It is a lot easier to decide to update a snapshot when you can see what the before and after look like. Many traditional snapshots have been erroneously updated because a developer didn't understand what had changed. Anyone who has worked with snapshots in the past has seen a diff with hundreds or thousands of changed lines in snapshots. An image tells the full story.

Centralized coverage

Most testing strategies focus on coverage for application state and behavior. For instance, a typical UI unit test might make assertions about a rendering function's output or an end-to-end test might verify that certain elements appear on the page. But we care as much, if not more, about how our components look. If a color is off or something is not aligned, we want to catch that before dependent apps can consume it. By focusing on thorough visual coverage on the Base Web library, downstream projects can focus on testing what matters to them.

Verifying appearances across browsers & device sizes

One of the potential benefits of setting up visual tests is to be able to run them on different browsers and devices. Depending on your support requirements, catching an environment-specific regression before it ships is a huge win.

A mobile phone sized snapshot with an open modal.
An example of a mobile snapshot.

A component changelog

One of the benefits of having visual snapshots under version control is that you get a component changelog for free. By looking at the history of a snapshot you can track every visual change that's been made to the component. If your project has very thorough visual tests you can even track props and functionality through snapshot histories. The snapshots can also function as a contract to dependent projects— as a supplement to documentation, snapshots can give someone an exact picture of the state of every component.

Viewing.
Viewing the git history of a snapshot shows me the component's visual history.

There may be other reasons to set up visual snapshot tests, but so far these have been enough to warrant the investment for our team.

Solutions

There are a variety of products and libraries out there which will help you with visual test coverage in your codebase. Although we ended up piecing together a custom system using open source tools, it seems we should briefly touch on what other options you have before digging in yourself.

A whole host of paid services exist to serve your visual testing needs— too many to detail here. With all of these paid solutions, you do not have to worry about storing or comparing images yourself. The service runs a suite of comparison tests and then flags failures for you to review in their UI. Generally, these runs are triggered from and report their status to, your CI pipeline. As might be expected from a premium service, these all offer entire workflows for managing your project's visual tests.

If you are maintaining even a small component library there is a decent chance that you are already using Storybook in your project to develop components in isolation. Most services provide libraries or integrations for using your already existing Storybook scenarios for visual snapshots. This is extremely convenient as you receive free test coverage every time you create a new Storybook scenario.

Also of interest, most services allow you to capture images of scenarios in different environments such as IE11 or iOS Safari. This is not a trivial (or free) thing to set up for your project- so if cross-browser coverage is important for you, choosing a paid solution might be an easy decision to make.

In terms of cost, the industry charges per snapshot. If you have 50 scenarios and test each one in 3 environments (Chrome, IE11, iOS Safari), a single test run will generate 150 snapshots. Generally, you pay for a monthly allotment of snapshots with any "overdraft" snapshots having a flat cost per snapshot. Ultimately one of the reasons we built our solution is that we generate over half a million snapshots a month running our visual test suite on every PR commit. This is well above the monthly allotments quoted by most services and can become quite expensive.

What to work on:
Repeat everything in the visual snapshot testing passage from "A mobile phone" down to "for our team.", word for word.

Supplied data:
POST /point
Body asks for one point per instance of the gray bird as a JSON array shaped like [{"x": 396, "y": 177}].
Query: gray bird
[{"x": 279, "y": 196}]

Response for this exercise:
A mobile phone sized snapshot with an open modal.
An example of a mobile snapshot.

A component changelog

One of the benefits of having visual snapshots under version control is that you get a component changelog for free. By looking at the history of a snapshot you can track every visual change that's been made to the component. If your project has very thorough visual tests you can even track props and functionality through snapshot histories. The snapshots can also function as a contract to dependent projects— as a supplement to documentation, snapshots can give someone an exact picture of the state of every component.

Viewing.
Viewing the git history of a snapshot shows me the component's visual history.

There may be other reasons to set up visual snapshot tests, but so far these have been enough to warrant the investment for our team.